====== SUPPLIED ENTRIES

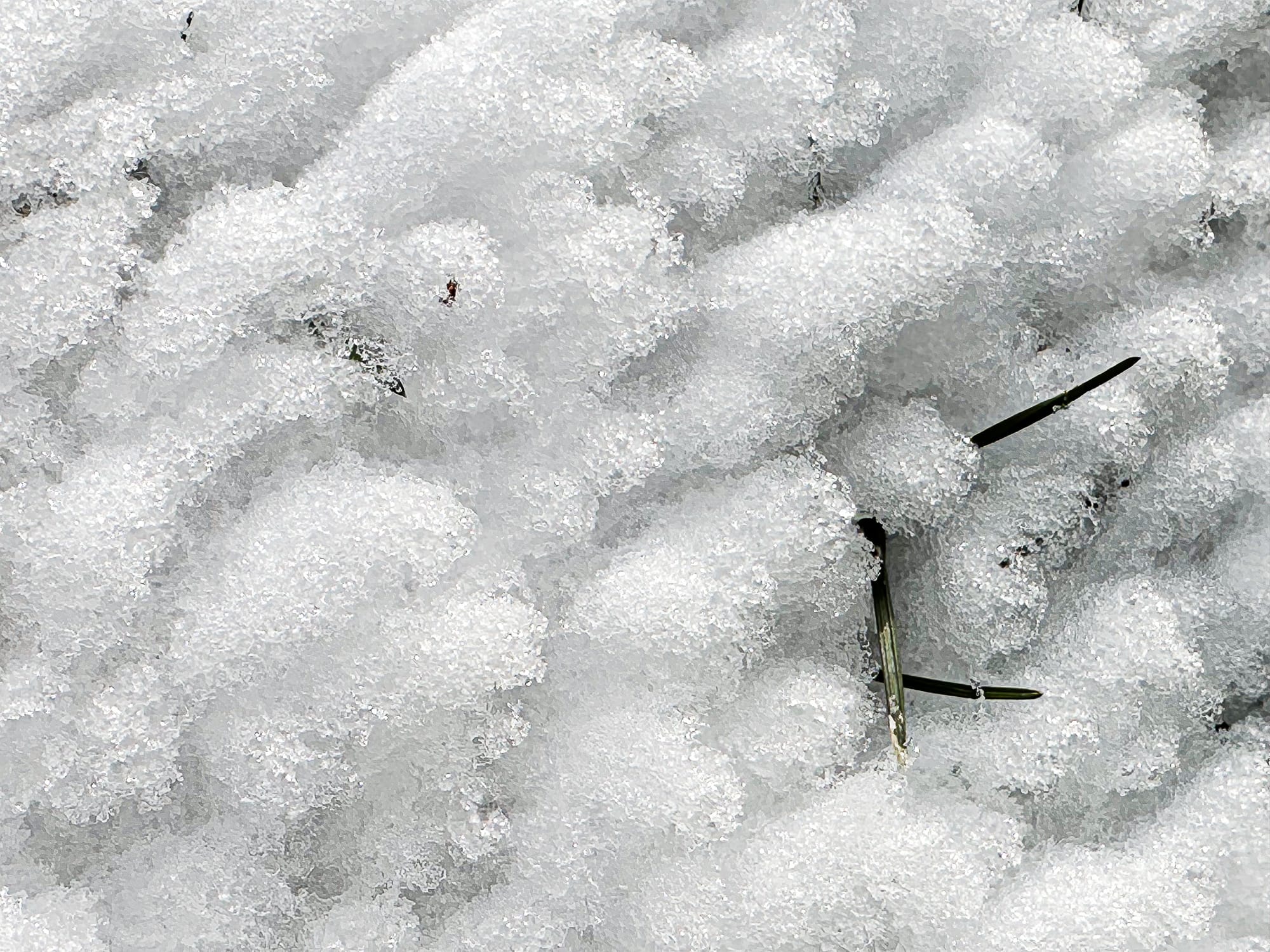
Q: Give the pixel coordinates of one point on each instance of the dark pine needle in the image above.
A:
(952, 689)
(1027, 418)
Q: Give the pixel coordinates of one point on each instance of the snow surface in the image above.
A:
(432, 437)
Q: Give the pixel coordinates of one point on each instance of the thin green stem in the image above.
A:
(892, 673)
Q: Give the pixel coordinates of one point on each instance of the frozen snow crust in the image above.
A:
(432, 436)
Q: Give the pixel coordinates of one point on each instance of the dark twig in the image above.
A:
(952, 689)
(1027, 418)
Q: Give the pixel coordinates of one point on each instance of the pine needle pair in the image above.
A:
(892, 676)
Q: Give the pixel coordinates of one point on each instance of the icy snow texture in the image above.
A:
(432, 437)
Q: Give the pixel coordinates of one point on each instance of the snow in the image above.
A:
(434, 436)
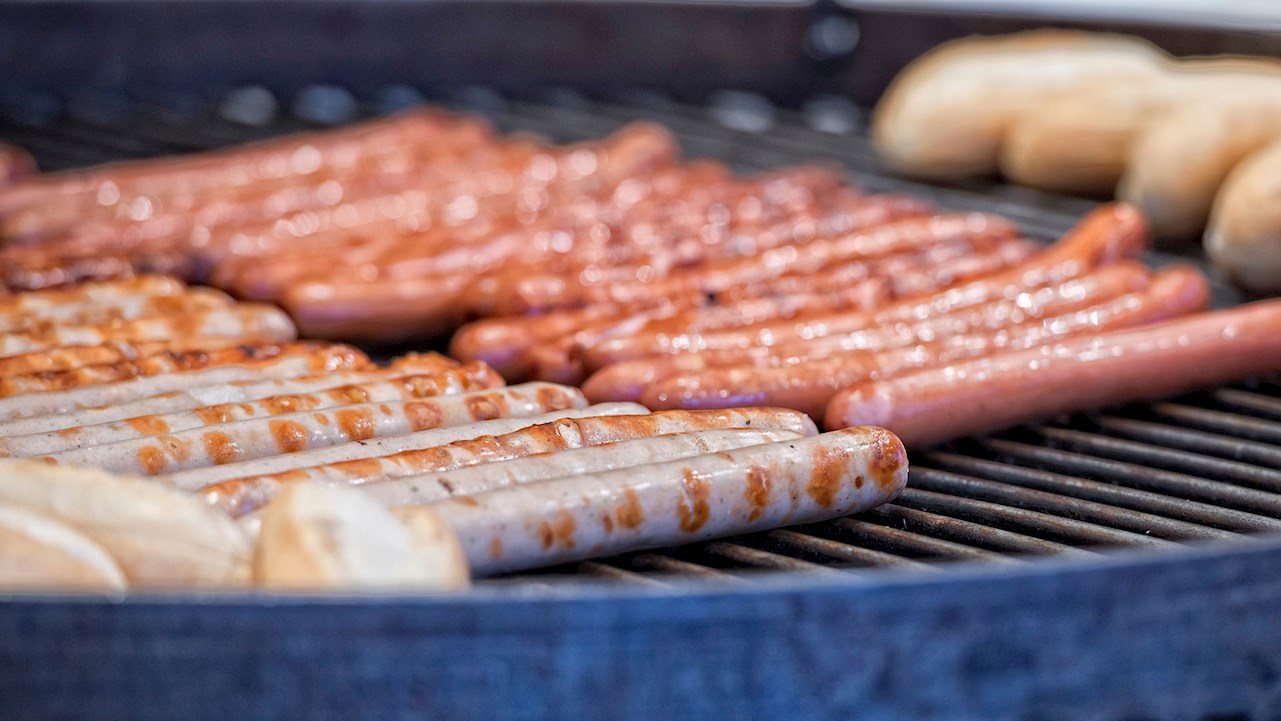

============

● **EXERCISE DESCRIPTION**
Each entry above must be restated word for word; the pictures stay out of the copy.

● **ANSWER FOR THIS EXERCISE**
Q: Give the pixel coordinates of one point on each instance of the dark pine needle in the image above.
A:
(952, 689)
(1027, 418)
Q: Give the pixel coordinates of one point on each instance of the snow surface in the image above.
A:
(432, 437)
Q: Give the pixel coordinates of one point on each instance of the thin green stem in the image above.
A:
(892, 673)
Q: Give the pixel coordinates of one point on each instance of the frozen snow crust in the image above.
A:
(432, 436)
Q: Give the pixel coordinates of one point on each instance of the dark twig in the image above.
A:
(952, 689)
(1027, 418)
Q: Give the pixel coordinates of one point on each instance of the pine needle pair in the image above.
A:
(892, 676)
Q: Give the pixel coordinates of one point on each instance of the icy snow texture in the image above.
A:
(432, 437)
Q: Give the pixel coordinates of one point on each instance of the snow in the image above.
A:
(434, 436)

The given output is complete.